↓
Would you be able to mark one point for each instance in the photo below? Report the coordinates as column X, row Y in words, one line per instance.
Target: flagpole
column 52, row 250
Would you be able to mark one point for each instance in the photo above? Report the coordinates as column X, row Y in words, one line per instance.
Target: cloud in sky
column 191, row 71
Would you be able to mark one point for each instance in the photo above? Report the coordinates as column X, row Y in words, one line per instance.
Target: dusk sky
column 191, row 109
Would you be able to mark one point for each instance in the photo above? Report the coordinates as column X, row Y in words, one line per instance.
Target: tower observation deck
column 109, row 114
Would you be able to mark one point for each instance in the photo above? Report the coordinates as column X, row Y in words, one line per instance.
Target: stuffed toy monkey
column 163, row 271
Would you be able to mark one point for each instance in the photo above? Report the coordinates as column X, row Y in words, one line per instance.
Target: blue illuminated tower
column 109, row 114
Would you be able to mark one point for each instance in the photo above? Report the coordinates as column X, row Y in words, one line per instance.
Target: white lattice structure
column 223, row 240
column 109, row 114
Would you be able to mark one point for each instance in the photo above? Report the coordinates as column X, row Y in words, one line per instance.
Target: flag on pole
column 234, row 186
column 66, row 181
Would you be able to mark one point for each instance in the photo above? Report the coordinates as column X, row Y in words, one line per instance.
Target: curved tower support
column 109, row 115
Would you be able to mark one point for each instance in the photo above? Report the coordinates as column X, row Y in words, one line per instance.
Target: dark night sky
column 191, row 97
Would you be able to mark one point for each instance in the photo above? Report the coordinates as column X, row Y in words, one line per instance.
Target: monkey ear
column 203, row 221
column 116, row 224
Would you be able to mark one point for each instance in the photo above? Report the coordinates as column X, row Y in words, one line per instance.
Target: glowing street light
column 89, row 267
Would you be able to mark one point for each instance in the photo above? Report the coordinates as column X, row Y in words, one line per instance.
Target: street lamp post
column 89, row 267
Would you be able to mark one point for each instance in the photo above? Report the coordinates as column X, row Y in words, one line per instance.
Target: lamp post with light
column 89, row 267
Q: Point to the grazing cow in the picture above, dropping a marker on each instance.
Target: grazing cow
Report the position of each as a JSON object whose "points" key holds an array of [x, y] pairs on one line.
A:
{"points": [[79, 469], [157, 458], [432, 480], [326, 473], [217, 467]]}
↑
### [ABOUT THIS EXERCISE]
Give back the entries exactly, so that each line matches the original.

### [TASK RESPONSE]
Would you be able to mark one point for each instance in the photo below? Report the coordinates as column X, row Y in words, one line per instance.
Target: flagpole
column 52, row 250
Would you be able to mark one point for each instance in the photo above? Report the coordinates as column X, row Y in words, one line per instance.
Target: cloud in sky
column 191, row 71
Would you be able to mark one point for each instance in the photo above? Report the coordinates as column X, row Y in words, one line per instance.
Target: dusk sky
column 191, row 109
Would you be able to mark one point for each instance in the photo above? Report the coordinates as column X, row Y in words, one line per instance.
Target: tower observation deck
column 109, row 114
Would you be able to mark one point for each instance in the photo above? Report the coordinates as column X, row Y in words, one line per instance.
Target: stuffed toy monkey
column 163, row 271
Would you be able to mark one point for each instance in the photo above? Report the coordinates as column X, row Y in words, one line per instance.
Target: blue illuminated tower
column 109, row 114
Would you be able to mark one point for each instance in the photo above? Report the coordinates as column X, row Y in words, one line per instance.
Target: white lattice structure
column 223, row 240
column 109, row 114
Would you be able to mark one point for each instance in the photo above? Report the coordinates as column X, row Y in words, one line per instance.
Target: flag on pole
column 234, row 186
column 66, row 181
Would you be able to mark one point for each instance in the photo above? Report the coordinates as column X, row Y in words, one line per instance.
Target: curved tower support
column 109, row 115
Would you be able to mark one point for each instance in the photo above? Report the coordinates as column X, row Y in words, one line per instance.
Target: dark night sky
column 191, row 97
Would you be able to mark one point for each instance in the photo above? Report the coordinates as column X, row Y in words, one line per instance.
Target: monkey ear
column 203, row 221
column 116, row 224
Would you be able to mark one point for each instance in the photo above? Report the coordinates as column X, row Y in words, one line per instance.
Target: glowing street light
column 89, row 267
Would you be able to mark one point for each instance in the photo above? Report the coordinates as column X, row Y in words, one line per instance.
Target: street lamp post
column 89, row 267
Would you be able to mark one point for each instance in the photo above? Report the coordinates as column X, row Y in words, one line per instance.
Target: lamp post with light
column 89, row 267
Q: Point to the grazing cow in the picture above, dropping a marker on each instance.
Target: grazing cow
Report the position of each as a JSON object whose "points" key holds an array of [x, y] pairs on one line.
A:
{"points": [[79, 469], [157, 458], [432, 480], [326, 473], [217, 467]]}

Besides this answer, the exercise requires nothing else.